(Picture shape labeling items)
--------------------
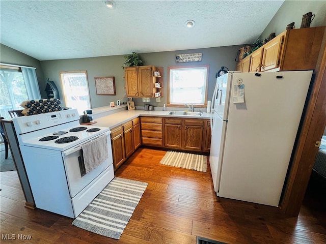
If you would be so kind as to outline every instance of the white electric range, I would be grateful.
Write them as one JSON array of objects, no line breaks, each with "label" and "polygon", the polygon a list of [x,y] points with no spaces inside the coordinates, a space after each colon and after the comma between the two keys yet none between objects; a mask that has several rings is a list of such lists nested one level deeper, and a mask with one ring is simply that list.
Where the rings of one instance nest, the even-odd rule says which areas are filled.
[{"label": "white electric range", "polygon": [[[71,218],[114,177],[110,128],[79,120],[77,109],[13,118],[36,207]],[[108,157],[86,173],[82,146],[103,136]]]}]

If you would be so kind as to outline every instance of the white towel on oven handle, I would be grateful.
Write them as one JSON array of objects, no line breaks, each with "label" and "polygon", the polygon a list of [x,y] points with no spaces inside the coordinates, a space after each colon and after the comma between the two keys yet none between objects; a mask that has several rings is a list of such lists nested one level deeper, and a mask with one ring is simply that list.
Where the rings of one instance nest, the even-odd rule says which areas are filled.
[{"label": "white towel on oven handle", "polygon": [[107,137],[103,135],[82,145],[86,173],[96,168],[107,158]]}]

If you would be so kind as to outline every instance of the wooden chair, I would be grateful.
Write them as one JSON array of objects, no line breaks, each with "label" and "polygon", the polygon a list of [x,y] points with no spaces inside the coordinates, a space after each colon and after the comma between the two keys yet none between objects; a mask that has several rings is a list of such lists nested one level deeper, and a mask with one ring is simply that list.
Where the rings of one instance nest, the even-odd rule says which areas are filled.
[{"label": "wooden chair", "polygon": [[[1,117],[0,119],[3,119],[3,117]],[[5,130],[4,130],[4,128],[2,126],[2,121],[0,121],[0,125],[1,126],[0,127],[0,132],[1,133],[1,136],[4,139],[4,142],[5,143],[5,149],[6,150],[6,155],[5,159],[7,159],[8,158],[8,141],[7,140],[7,137],[6,136],[6,134],[5,133]]]},{"label": "wooden chair", "polygon": [[19,110],[9,110],[8,113],[10,114],[10,117],[12,118],[16,118],[16,117],[20,117],[21,116],[24,116],[24,115],[21,113],[23,109]]}]

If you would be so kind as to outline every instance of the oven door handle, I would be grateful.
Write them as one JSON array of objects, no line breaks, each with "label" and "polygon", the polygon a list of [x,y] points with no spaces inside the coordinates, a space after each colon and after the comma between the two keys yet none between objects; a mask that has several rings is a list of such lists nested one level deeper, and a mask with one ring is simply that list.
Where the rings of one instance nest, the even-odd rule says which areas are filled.
[{"label": "oven door handle", "polygon": [[63,155],[64,156],[67,156],[71,154],[74,153],[75,151],[78,151],[80,149],[82,149],[82,146],[83,145],[85,145],[86,144],[88,143],[89,142],[90,142],[91,141],[94,141],[94,140],[96,140],[98,138],[99,138],[100,137],[102,137],[102,136],[106,136],[106,137],[109,137],[110,134],[111,134],[111,131],[107,131],[106,132],[105,132],[104,134],[101,134],[101,135],[99,135],[97,136],[96,136],[95,137],[94,137],[94,138],[92,138],[91,140],[88,140],[86,141],[85,141],[85,142],[83,142],[82,144],[80,144],[74,147],[72,147],[70,149],[68,149],[67,150],[66,150],[65,151],[63,151],[62,152],[62,154],[63,154]]}]

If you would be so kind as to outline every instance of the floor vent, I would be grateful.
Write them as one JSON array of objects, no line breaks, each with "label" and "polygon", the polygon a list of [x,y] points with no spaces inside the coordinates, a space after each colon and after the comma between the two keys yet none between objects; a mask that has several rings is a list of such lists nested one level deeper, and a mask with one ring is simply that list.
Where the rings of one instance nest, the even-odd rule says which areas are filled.
[{"label": "floor vent", "polygon": [[226,242],[222,242],[217,240],[210,240],[207,238],[197,236],[197,244],[227,244]]}]

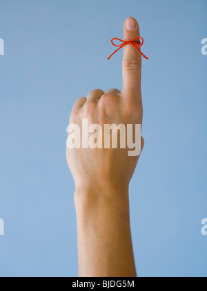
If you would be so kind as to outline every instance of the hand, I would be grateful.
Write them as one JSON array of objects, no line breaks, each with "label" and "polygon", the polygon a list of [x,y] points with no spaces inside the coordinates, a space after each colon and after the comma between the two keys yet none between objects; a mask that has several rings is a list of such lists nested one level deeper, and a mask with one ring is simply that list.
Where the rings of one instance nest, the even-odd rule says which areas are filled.
[{"label": "hand", "polygon": [[[128,30],[125,22],[124,40],[139,36],[138,24],[132,19],[130,19],[130,21],[136,26],[135,29]],[[77,124],[81,129],[82,119],[88,118],[88,125],[99,124],[103,132],[105,124],[142,124],[141,57],[130,44],[126,45],[124,50],[121,92],[115,89],[105,93],[101,89],[95,89],[89,93],[87,98],[77,100],[70,115],[70,124]],[[141,149],[143,146],[142,139]],[[77,192],[80,189],[97,192],[106,186],[128,191],[138,158],[128,157],[127,148],[67,148],[67,160]]]},{"label": "hand", "polygon": [[[127,29],[127,23],[135,24],[133,29]],[[137,22],[128,19],[124,23],[124,39],[139,36]],[[126,45],[121,92],[115,89],[105,93],[100,89],[92,91],[87,98],[81,98],[75,103],[70,123],[81,128],[82,119],[87,118],[89,125],[99,124],[102,128],[106,124],[141,125],[141,64],[139,52],[130,44]],[[102,137],[101,133],[100,136]],[[142,139],[141,148],[143,146]],[[128,185],[138,157],[129,157],[128,149],[120,148],[67,148],[67,159],[76,187],[80,276],[137,276]]]}]

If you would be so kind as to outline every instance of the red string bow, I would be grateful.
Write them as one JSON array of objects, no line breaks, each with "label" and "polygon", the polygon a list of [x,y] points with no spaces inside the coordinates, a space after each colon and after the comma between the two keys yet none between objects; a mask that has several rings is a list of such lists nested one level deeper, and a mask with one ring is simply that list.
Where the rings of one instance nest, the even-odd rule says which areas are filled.
[{"label": "red string bow", "polygon": [[[137,41],[136,41],[136,39],[141,39],[141,43],[140,42],[140,41],[139,40],[138,42]],[[113,42],[113,41],[115,40],[115,39],[116,39],[116,40],[119,40],[119,42],[122,42],[122,44],[119,44],[119,45],[117,45],[117,44],[114,44],[114,42]],[[119,47],[119,48],[118,49],[117,49],[117,51],[115,51],[110,57],[108,57],[108,60],[110,60],[110,58],[111,58],[111,57],[115,53],[117,53],[117,51],[118,51],[120,48],[122,48],[126,44],[130,44],[132,46],[133,46],[138,51],[139,51],[139,53],[141,53],[141,55],[144,57],[144,58],[145,58],[146,59],[147,59],[147,60],[148,60],[148,58],[146,56],[146,55],[144,55],[142,53],[141,53],[141,51],[138,48],[140,48],[142,45],[143,45],[143,44],[144,44],[144,39],[143,39],[143,38],[142,37],[136,37],[136,38],[135,38],[134,39],[132,39],[132,40],[130,40],[130,41],[126,41],[126,40],[121,40],[121,39],[119,39],[119,38],[112,38],[112,40],[111,40],[111,43],[112,44],[112,45],[113,46],[117,46],[117,47]]]}]

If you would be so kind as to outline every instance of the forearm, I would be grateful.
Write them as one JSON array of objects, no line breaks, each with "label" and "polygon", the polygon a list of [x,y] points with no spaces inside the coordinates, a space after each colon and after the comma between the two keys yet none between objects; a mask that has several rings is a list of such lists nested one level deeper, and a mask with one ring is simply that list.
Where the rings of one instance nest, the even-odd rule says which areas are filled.
[{"label": "forearm", "polygon": [[75,201],[79,276],[136,276],[128,192],[81,191]]}]

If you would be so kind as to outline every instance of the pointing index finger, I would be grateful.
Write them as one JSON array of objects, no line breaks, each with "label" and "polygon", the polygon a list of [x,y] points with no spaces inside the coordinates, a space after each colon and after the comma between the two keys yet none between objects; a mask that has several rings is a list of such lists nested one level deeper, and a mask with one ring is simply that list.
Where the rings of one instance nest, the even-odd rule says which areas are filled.
[{"label": "pointing index finger", "polygon": [[[137,20],[132,17],[127,18],[124,22],[124,39],[130,41],[139,37],[139,28]],[[139,103],[141,103],[141,54],[132,44],[126,44],[124,47],[121,93],[126,98],[138,99]]]}]

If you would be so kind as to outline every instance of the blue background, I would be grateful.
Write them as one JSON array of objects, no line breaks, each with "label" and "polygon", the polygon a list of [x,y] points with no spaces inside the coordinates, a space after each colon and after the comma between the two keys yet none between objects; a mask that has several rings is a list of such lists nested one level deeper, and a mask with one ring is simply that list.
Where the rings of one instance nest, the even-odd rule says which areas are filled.
[{"label": "blue background", "polygon": [[66,126],[75,100],[121,89],[127,17],[144,39],[145,148],[130,185],[140,276],[206,276],[206,0],[0,0],[1,276],[76,276]]}]

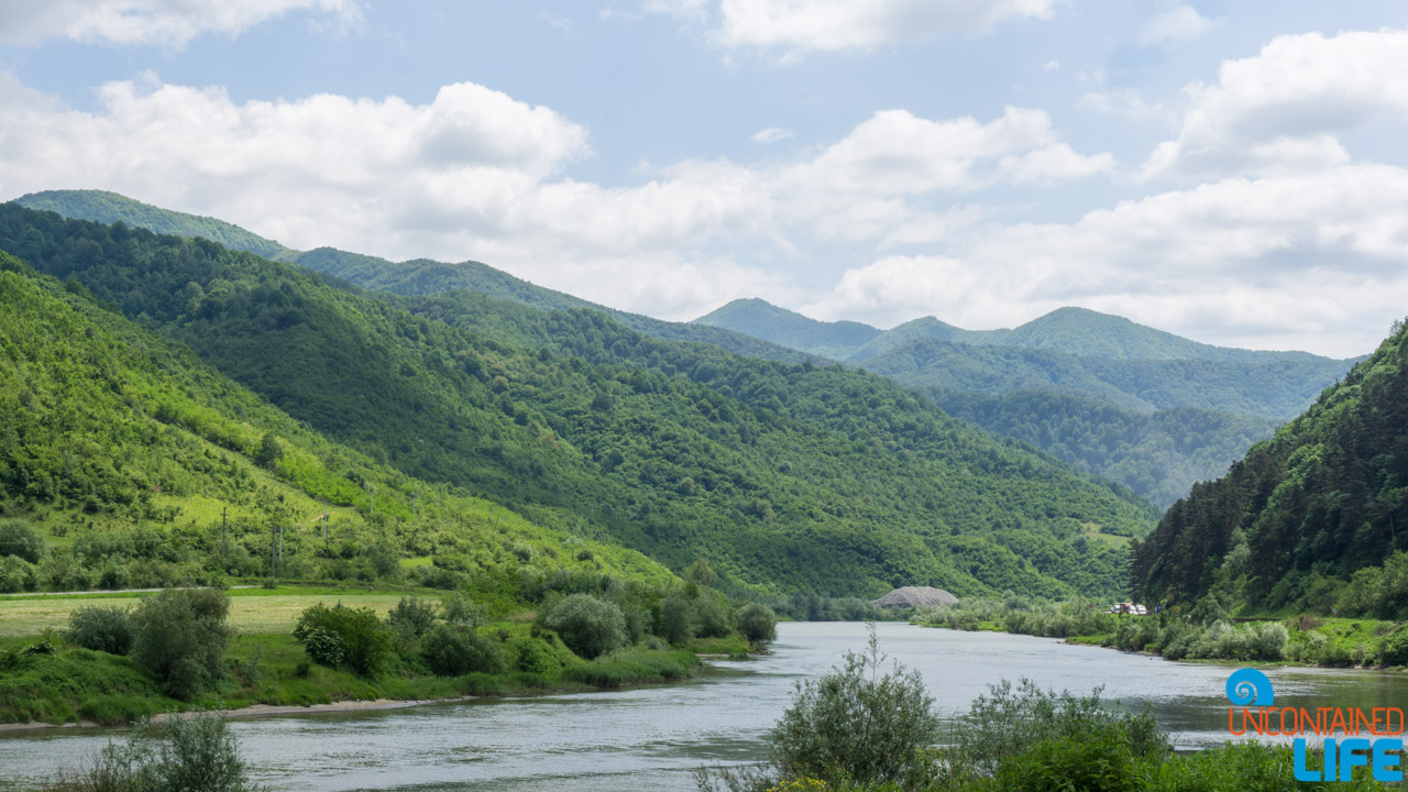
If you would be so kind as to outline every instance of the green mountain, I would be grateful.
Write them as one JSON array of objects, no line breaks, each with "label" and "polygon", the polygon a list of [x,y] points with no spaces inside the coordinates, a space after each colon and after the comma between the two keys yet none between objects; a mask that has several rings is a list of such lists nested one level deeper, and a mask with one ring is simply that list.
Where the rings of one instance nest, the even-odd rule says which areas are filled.
[{"label": "green mountain", "polygon": [[1076,307],[981,331],[934,317],[879,331],[763,300],[696,321],[863,366],[1162,507],[1225,472],[1352,364],[1212,347]]},{"label": "green mountain", "polygon": [[842,366],[601,311],[375,296],[207,240],[0,206],[0,249],[372,459],[731,586],[1107,596],[1136,500]]},{"label": "green mountain", "polygon": [[929,316],[881,331],[856,321],[817,321],[752,299],[734,300],[694,323],[852,364],[867,362],[915,341],[1043,349],[1108,361],[1326,362],[1326,358],[1308,352],[1263,352],[1200,344],[1119,316],[1079,307],[1056,309],[1012,330],[963,330]]},{"label": "green mountain", "polygon": [[532,524],[331,443],[77,280],[6,254],[0,438],[0,536],[18,523],[58,537],[42,559],[0,554],[0,590],[266,576],[270,526],[284,528],[282,576],[400,579],[401,559],[420,559],[418,582],[510,598],[563,572],[672,579],[570,524]]},{"label": "green mountain", "polygon": [[846,359],[853,349],[880,335],[869,324],[817,321],[758,299],[734,300],[696,318],[694,324],[722,327],[836,361]]},{"label": "green mountain", "polygon": [[1173,505],[1135,552],[1150,602],[1408,616],[1408,331],[1226,476]]},{"label": "green mountain", "polygon": [[294,251],[230,223],[159,209],[101,190],[49,190],[27,194],[15,199],[14,203],[35,210],[56,211],[76,220],[96,220],[99,223],[121,221],[130,227],[146,228],[158,234],[200,237],[220,242],[227,248],[249,251],[277,261],[294,262],[375,292],[417,296],[469,290],[543,310],[590,309],[605,311],[621,324],[655,338],[715,344],[752,358],[787,362],[811,359],[810,355],[798,354],[797,349],[790,347],[770,344],[742,333],[689,323],[662,321],[589,303],[572,295],[535,286],[477,261],[445,264],[429,259],[413,259],[397,264],[384,258],[339,251],[337,248]]},{"label": "green mountain", "polygon": [[1226,472],[1280,421],[1174,407],[1140,413],[1112,404],[1018,390],[1008,395],[931,390],[950,416],[1026,441],[1081,471],[1128,485],[1167,507],[1191,482]]}]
--------------------
• _THE PROBLEM_
Gather every line of the rows above that contains the string "vent".

• _TASK ANSWER_
If you would be so kind as to outline every instance of the floor vent, I would be grateful.
[{"label": "floor vent", "polygon": [[226,242],[222,242],[217,240],[210,240],[207,238],[197,236],[197,244],[227,244]]}]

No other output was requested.